■ **Provided material**:

^^^^

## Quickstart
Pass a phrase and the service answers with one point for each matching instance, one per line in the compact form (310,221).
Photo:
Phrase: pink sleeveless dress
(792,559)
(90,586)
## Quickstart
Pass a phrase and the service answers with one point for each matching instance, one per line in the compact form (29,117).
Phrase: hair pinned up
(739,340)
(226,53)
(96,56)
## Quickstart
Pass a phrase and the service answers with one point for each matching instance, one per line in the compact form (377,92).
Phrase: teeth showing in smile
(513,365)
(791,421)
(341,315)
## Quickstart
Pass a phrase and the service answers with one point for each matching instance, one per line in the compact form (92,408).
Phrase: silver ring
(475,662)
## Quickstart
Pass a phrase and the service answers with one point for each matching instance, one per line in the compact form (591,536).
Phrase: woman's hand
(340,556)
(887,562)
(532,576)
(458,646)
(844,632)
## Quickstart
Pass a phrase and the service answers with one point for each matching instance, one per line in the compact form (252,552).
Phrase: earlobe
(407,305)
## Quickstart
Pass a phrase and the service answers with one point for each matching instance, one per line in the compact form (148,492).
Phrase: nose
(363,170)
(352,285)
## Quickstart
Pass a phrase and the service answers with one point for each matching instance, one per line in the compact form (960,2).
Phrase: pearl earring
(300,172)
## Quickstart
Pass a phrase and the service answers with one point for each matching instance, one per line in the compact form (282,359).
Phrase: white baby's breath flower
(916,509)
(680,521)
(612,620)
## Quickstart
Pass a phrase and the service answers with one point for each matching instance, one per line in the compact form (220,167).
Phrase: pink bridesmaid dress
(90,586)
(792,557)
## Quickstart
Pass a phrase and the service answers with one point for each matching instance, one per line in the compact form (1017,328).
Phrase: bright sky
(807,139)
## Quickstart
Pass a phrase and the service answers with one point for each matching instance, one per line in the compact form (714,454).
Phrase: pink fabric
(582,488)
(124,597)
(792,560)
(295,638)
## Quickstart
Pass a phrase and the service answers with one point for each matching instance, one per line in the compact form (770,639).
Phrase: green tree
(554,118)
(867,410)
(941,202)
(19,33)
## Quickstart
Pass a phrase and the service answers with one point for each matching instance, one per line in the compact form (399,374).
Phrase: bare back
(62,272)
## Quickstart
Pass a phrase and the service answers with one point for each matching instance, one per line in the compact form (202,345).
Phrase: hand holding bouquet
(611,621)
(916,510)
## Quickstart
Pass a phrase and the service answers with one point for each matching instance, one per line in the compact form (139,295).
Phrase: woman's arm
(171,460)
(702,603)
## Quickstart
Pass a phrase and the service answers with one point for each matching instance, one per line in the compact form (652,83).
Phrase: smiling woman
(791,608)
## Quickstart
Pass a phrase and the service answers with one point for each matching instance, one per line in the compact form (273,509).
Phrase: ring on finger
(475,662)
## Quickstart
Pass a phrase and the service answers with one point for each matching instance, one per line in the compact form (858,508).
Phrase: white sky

^^^^

■ **Exercise goal**:
Which lines of the records above contain the word "dress"? Copy each of them in full.

■ **Right answer**:
Phrase: pink sleeveless dress
Phrase: pink bridesmaid dress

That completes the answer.